Researchers from Mayo Clinic have uncovered a novel way in which exercise may contribute to healthy aging by suppressing an age-related phenomenon known as the senescence-associated secretory phenotype, or SASP.

In recent years, research has uncovered a number of factors that contribute to or are present in the pathology of aging; among them, the SASP has gained a good deal of attention as a causal and potentially treatable contributor to the diseases of aging. Cellular senescence was first observed by Leonard Hayflick in 1965 and is characterized as a condition wherein a viable cell is no longer able to divide. As a result, cellular senescence is thought to act as a potential anti-cancer mechanism. Further, cellular senescence can result from a number of aberrant processes, including oxidative damage, mitochondrial dysfunction, telomere dysfunction, DNA damage/mutation, transcriptional dysregulation, and epigenetic dysregulation. Senescent cells have been observed to secrete a number of inflammatory hormones, and have therefore been implicated in driving what has been described as “inflamm-aging”, whereby chronic and unchecked inflammation leads to disease. These insights have led to a number of potentially promising interventions designed to remove or suppress senescent cells, referred to as senolytic or senomorphic therapies, respectively.
※ ※ ※
• _WORK REQUEST 1_
In the passage on exercise and aging, who first observed cellular senescence, and in what year?
• _WORK REQUEST 2_
Rewrite the paragraph beginning "In recent years, research has uncovered" from the passage on exercise and aging as a short bulleted list that keeps its main facts.
• _WORK REQUEST 3_
Continue the passage on exercise and aging from its last sentence.
※ ※ ※
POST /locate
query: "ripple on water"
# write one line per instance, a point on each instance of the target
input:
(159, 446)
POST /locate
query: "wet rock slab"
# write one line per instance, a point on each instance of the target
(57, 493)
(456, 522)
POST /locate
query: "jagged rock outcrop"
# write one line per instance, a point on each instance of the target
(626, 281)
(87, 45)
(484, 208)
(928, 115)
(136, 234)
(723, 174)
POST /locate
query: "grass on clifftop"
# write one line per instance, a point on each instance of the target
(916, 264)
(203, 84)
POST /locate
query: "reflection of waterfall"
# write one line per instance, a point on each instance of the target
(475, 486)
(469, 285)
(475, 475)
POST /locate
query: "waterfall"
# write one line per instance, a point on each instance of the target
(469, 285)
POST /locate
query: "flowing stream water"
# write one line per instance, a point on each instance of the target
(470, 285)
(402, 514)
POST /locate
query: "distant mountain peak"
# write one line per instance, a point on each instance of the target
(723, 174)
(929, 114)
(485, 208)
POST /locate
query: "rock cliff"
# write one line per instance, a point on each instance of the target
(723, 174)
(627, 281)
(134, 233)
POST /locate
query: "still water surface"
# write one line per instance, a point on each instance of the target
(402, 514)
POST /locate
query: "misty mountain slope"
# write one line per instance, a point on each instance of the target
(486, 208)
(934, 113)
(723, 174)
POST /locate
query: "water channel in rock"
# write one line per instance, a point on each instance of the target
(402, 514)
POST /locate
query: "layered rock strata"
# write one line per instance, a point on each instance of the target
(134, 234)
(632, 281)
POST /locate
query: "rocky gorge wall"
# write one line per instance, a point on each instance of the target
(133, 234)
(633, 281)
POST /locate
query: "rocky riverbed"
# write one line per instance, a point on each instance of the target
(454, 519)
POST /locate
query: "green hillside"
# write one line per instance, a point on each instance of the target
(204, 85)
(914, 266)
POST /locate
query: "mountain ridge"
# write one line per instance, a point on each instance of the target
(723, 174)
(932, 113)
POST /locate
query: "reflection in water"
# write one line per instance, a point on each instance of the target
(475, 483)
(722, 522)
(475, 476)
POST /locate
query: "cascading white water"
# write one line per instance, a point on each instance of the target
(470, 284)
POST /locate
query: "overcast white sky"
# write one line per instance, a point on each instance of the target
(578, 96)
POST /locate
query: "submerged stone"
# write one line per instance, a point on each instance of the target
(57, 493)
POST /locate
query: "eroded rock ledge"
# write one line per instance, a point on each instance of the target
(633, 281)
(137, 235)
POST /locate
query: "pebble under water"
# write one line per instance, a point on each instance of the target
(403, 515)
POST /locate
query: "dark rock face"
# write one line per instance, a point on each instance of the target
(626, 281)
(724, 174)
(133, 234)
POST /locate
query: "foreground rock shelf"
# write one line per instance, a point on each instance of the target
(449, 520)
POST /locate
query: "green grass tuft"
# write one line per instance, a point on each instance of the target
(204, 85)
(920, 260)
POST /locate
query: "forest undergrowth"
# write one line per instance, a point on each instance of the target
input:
※ ※ ※
• _EXPECTED ANSWER 1_
Leonard Hayflick first observed it, in 1965.

• _EXPECTED ANSWER 2_
- The SASP has drawn attention as a causal and possibly treatable contributor to the diseases of aging.
- Cellular senescence, first observed by Leonard Hayflick in 1965, is a state in which a living cell can no longer divide, so it may act as an anti-cancer mechanism.
- It can be caused by oxidative damage, mitochondrial dysfunction, telomere dysfunction, DNA damage or mutation, transcriptional dysregulation, and epigenetic dysregulation.
- Senescent cells secrete inflammatory hormones and are linked to "inflamm-aging," where chronic, unchecked inflammation leads to disease.
- This has led to therapies that remove senescent cells (senolytic) or suppress them (senomorphic).

• _EXPECTED ANSWER 3_
Exercise has long been attributed to improvements in health and longevity, and it has been hypothesized that these beneficial outcomes are due to improvements in a multitude of factors, including adiposity, cardiovascular health, and mitochondrial function. In their recent Aging Cell paper, Englund et al., have provided evidence for an additional mechanism by which exercise, via suppression of the SASP, may lead to benefits in aging populations. In this study, individuals undertook a 12-week progressive strength and endurance training program. As expected, study participants saw improvements in both physical performance and body composition measurements post-intervention when compared to their pre-intervention values. Additionally, levels of circulating CD3+ T-cells (cells involved in the adaptive immune response, targeting foreign agents) derived from peripheral blood showed decreased expression of SASP-associated mRNAs. Moreover, plasma-derived proteins known to be elevated as part of the SASP showed a significant reduction post-intervention.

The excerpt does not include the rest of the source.